What is expected> Start the output with the opening line of the listing below and continue, reproducing each line exactly, up to and including the line that contains "Target phrase: blue tunic".

================

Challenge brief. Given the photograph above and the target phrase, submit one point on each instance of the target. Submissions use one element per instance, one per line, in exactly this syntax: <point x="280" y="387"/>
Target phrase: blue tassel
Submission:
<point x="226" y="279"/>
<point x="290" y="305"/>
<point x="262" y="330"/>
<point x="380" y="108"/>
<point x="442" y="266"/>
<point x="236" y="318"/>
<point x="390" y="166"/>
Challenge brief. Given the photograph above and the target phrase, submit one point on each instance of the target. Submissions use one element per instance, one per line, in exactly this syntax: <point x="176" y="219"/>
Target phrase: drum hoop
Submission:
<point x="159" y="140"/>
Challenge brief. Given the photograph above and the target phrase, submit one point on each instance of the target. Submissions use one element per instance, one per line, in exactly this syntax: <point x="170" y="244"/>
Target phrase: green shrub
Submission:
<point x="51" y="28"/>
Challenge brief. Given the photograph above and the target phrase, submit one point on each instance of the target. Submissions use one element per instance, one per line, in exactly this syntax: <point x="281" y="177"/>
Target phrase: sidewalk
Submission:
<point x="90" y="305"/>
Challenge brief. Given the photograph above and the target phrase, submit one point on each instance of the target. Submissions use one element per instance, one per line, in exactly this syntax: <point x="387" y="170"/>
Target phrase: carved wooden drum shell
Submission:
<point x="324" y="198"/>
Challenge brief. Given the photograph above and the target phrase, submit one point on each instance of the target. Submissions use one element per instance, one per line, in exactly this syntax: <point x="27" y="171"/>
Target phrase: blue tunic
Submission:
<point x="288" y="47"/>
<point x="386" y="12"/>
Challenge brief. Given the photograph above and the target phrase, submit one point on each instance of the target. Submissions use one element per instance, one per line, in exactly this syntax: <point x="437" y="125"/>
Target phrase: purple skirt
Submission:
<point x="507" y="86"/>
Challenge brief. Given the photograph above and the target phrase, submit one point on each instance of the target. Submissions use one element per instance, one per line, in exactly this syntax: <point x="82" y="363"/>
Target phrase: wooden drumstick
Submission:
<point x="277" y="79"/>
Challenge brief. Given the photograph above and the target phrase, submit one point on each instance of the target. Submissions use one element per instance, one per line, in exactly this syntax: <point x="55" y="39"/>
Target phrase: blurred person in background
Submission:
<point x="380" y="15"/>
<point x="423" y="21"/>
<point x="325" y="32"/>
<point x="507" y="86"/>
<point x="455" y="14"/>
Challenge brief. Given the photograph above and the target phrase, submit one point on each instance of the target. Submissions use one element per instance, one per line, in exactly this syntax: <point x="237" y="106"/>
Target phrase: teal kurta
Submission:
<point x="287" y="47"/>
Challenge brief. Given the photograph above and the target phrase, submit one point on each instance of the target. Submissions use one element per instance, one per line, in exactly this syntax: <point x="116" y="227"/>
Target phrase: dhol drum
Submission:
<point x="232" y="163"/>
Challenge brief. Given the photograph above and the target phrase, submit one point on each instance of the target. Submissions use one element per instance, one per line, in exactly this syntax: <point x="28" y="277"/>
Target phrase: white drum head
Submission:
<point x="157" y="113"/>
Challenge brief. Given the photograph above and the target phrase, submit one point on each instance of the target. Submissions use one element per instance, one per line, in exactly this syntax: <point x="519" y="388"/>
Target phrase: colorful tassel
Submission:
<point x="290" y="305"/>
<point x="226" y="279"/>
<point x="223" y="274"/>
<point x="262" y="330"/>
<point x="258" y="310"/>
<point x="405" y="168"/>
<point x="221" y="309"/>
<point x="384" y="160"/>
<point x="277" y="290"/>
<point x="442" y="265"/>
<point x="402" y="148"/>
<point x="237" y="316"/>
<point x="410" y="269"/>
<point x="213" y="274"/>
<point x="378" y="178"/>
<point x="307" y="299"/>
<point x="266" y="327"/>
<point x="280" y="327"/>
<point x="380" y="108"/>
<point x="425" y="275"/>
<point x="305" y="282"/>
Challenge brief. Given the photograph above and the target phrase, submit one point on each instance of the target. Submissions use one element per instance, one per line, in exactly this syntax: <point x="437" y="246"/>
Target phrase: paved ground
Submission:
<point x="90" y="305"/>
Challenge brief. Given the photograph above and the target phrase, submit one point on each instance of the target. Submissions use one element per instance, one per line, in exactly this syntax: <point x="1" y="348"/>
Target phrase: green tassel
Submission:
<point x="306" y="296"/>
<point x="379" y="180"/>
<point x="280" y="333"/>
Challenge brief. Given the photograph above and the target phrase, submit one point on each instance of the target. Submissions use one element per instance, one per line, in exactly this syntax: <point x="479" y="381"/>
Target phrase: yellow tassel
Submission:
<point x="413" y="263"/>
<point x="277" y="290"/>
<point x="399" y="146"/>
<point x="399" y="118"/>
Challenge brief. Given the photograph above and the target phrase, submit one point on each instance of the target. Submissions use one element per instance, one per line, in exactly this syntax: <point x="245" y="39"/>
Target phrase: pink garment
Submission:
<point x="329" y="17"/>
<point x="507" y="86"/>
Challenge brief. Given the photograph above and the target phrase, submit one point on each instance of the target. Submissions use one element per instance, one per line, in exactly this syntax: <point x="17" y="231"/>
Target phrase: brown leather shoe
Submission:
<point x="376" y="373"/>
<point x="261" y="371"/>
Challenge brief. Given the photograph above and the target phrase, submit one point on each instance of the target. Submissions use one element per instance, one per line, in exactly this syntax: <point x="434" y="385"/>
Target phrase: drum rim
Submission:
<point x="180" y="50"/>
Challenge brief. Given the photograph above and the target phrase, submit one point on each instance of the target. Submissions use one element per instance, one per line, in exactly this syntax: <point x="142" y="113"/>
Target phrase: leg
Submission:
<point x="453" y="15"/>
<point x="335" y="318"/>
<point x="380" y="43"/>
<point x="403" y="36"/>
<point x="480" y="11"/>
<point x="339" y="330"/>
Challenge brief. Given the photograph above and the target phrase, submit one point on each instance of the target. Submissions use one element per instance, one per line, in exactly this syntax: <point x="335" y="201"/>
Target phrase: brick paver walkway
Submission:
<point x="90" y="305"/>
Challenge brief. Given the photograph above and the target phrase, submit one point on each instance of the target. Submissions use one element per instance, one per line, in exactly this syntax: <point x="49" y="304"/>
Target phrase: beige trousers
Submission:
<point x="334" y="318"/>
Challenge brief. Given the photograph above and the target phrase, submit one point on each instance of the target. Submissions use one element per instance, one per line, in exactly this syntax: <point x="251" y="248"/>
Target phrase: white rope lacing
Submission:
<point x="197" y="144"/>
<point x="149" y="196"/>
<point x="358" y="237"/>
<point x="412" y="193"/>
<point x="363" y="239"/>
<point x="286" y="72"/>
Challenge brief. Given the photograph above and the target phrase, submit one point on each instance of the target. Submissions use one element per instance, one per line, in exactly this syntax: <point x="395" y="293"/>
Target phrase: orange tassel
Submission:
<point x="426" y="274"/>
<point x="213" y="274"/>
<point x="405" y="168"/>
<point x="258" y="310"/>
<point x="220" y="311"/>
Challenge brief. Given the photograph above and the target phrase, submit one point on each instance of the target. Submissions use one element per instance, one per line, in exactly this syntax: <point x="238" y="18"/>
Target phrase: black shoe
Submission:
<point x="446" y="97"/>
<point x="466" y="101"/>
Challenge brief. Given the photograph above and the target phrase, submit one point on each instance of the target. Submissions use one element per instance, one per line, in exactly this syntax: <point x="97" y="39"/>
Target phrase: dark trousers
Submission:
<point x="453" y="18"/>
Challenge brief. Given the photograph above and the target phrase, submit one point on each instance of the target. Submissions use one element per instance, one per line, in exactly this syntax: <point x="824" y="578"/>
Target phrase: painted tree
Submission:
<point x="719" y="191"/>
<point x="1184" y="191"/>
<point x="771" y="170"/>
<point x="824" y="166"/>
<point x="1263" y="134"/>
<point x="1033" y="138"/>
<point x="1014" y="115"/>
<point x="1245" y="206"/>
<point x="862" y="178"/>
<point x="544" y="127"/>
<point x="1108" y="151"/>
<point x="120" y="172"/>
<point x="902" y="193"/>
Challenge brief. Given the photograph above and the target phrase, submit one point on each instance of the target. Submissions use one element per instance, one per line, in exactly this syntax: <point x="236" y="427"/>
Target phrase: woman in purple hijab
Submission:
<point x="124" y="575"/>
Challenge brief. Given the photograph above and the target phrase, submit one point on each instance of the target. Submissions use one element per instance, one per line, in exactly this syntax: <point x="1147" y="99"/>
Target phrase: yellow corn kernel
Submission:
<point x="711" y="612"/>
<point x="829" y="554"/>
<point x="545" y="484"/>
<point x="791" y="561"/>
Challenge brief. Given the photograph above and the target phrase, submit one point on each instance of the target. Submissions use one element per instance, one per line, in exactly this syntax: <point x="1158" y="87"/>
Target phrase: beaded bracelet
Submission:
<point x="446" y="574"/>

================

Task output>
Challenge brief. Given the photograph above and the target phrase, submit one point on each instance of the target. Submissions use one element per instance, one per line, in exactly this syntax: <point x="280" y="387"/>
Target phrase: blue tassel
Submission:
<point x="226" y="279"/>
<point x="290" y="305"/>
<point x="262" y="330"/>
<point x="380" y="108"/>
<point x="442" y="266"/>
<point x="236" y="318"/>
<point x="390" y="166"/>
Challenge brief. Given the photograph above and the target phrase, submit one point on each instance of the target. Submissions use one element per instance, one per line, in exactly this syntax: <point x="176" y="219"/>
Target phrase: drum hoop
Submission:
<point x="159" y="140"/>
Challenge brief. Given the photograph above and the target phrase, submit one point on each instance of the target. Submissions use one element per instance, one per line, in exactly this syntax: <point x="170" y="244"/>
Target phrase: green shrub
Submission:
<point x="51" y="28"/>
Challenge brief. Given the photograph above and the target phrase, submit one point on each instance of the target. Submissions use one element per instance, one per line, in exactly this syntax: <point x="281" y="177"/>
Target phrase: sidewalk
Submission:
<point x="90" y="305"/>
Challenge brief. Given the photograph above and the target phrase, submit one point on each instance of the target. Submissions use one element per instance, one per line, in exactly this syntax: <point x="387" y="170"/>
Target phrase: carved wooden drum shell
Submission:
<point x="324" y="198"/>
Challenge brief. Given the photograph above and the target phrase, submit one point on each instance of the target. Submissions use one element per instance, one per line, in exactly this syntax: <point x="27" y="171"/>
Target phrase: blue tunic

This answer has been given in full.